### What you need to do
Collect every line in the listing below that contains the string "target".

— begin —

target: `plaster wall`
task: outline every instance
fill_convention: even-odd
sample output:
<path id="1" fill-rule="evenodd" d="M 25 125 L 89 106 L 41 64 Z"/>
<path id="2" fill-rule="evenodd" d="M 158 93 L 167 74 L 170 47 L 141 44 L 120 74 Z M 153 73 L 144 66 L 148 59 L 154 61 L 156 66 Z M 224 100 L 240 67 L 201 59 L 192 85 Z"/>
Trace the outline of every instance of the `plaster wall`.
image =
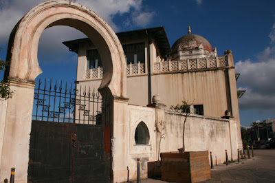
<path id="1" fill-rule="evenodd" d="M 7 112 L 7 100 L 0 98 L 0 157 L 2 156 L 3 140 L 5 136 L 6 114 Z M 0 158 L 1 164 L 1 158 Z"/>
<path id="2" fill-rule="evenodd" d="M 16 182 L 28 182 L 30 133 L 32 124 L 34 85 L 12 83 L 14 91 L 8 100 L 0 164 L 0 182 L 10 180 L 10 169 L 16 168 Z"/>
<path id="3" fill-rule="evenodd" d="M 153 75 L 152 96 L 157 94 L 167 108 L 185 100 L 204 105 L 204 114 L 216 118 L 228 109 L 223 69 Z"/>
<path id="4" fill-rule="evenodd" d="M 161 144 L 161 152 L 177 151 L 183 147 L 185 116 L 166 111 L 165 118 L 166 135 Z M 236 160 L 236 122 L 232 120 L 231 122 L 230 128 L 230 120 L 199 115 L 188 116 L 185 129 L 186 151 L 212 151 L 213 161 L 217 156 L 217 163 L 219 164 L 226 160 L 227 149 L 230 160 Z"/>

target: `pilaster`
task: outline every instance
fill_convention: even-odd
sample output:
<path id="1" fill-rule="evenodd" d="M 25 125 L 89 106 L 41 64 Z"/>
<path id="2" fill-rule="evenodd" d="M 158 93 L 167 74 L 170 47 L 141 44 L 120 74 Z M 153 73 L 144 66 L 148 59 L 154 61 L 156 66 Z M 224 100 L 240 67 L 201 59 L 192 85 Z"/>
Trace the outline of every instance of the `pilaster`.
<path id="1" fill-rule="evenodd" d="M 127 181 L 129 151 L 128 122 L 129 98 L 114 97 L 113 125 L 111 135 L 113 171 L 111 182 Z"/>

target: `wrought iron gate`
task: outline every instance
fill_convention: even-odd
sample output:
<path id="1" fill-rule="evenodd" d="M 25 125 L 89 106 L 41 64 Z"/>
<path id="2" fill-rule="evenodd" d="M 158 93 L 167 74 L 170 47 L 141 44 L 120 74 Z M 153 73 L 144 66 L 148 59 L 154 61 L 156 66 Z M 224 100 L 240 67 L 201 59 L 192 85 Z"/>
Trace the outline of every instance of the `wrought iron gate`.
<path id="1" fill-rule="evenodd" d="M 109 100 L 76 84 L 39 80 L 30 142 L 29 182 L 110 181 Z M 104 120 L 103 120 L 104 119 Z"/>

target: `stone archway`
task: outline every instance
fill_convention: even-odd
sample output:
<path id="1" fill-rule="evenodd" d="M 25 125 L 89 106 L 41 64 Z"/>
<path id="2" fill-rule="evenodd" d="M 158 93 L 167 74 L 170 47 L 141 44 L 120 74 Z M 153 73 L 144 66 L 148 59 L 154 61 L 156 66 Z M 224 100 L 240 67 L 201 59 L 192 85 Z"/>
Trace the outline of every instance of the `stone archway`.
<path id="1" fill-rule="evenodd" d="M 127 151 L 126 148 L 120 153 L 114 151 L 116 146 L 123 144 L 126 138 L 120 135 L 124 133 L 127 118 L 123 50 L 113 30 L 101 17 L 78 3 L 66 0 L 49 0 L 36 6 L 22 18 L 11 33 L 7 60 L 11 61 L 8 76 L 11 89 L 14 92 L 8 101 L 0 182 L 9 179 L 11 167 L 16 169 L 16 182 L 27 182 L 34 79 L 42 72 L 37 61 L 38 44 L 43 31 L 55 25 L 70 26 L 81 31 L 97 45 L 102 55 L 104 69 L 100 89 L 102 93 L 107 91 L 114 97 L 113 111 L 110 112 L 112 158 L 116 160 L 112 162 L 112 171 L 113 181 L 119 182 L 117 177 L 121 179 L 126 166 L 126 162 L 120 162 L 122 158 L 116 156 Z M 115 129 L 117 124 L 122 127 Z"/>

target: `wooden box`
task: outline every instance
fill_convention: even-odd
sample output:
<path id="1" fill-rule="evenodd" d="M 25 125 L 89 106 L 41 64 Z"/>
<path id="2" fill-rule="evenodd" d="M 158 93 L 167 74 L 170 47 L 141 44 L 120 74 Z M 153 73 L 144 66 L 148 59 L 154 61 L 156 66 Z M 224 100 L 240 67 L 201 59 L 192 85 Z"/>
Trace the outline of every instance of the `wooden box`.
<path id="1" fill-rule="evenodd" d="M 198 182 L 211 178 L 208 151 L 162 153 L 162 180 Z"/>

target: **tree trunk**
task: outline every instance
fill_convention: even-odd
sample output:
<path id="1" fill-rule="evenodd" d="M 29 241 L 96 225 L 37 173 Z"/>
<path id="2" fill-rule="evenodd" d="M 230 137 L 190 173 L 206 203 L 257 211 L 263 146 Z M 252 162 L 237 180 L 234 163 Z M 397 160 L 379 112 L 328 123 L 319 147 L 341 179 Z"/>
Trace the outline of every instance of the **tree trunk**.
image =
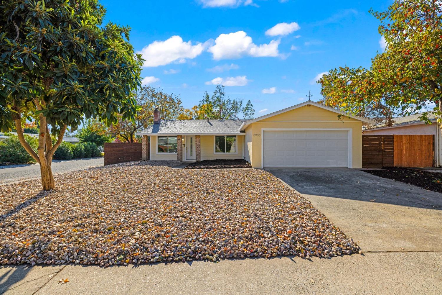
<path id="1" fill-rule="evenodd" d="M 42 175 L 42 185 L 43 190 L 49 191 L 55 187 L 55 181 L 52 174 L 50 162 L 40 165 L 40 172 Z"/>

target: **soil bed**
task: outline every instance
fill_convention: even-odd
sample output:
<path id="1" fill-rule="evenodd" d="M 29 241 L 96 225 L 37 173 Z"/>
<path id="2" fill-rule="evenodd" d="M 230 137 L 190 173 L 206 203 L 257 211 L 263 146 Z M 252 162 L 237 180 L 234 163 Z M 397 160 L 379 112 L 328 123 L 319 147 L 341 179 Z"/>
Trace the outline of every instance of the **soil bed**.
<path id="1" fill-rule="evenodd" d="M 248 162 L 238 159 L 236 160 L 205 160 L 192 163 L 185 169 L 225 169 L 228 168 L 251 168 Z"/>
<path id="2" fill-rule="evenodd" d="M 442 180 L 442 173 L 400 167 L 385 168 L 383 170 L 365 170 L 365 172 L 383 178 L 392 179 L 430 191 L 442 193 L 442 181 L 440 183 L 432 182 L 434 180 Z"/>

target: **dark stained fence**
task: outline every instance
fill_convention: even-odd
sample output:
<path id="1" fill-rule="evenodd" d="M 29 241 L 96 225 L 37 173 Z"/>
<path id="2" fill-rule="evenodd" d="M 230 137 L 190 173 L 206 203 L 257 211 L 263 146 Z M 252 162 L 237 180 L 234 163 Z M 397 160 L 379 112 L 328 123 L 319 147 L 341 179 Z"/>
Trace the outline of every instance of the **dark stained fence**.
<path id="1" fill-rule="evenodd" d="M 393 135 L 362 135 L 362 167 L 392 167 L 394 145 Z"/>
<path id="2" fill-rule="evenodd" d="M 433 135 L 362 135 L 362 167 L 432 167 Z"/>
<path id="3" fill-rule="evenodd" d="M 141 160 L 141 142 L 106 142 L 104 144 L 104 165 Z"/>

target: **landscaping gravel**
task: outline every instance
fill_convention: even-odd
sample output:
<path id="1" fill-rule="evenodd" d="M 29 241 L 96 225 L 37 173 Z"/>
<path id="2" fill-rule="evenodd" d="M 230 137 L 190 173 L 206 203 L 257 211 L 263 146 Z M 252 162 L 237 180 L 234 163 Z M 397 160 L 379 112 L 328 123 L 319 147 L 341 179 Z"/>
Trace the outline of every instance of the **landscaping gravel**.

— end —

### Exercise solution
target: `plaster wall`
target: `pilaster`
target: `wrought iron gate`
target: `stone archway`
target: `wooden box`
target: **tree trunk**
target: **soil bed**
target: **dark stained fence**
target: **landscaping gravel**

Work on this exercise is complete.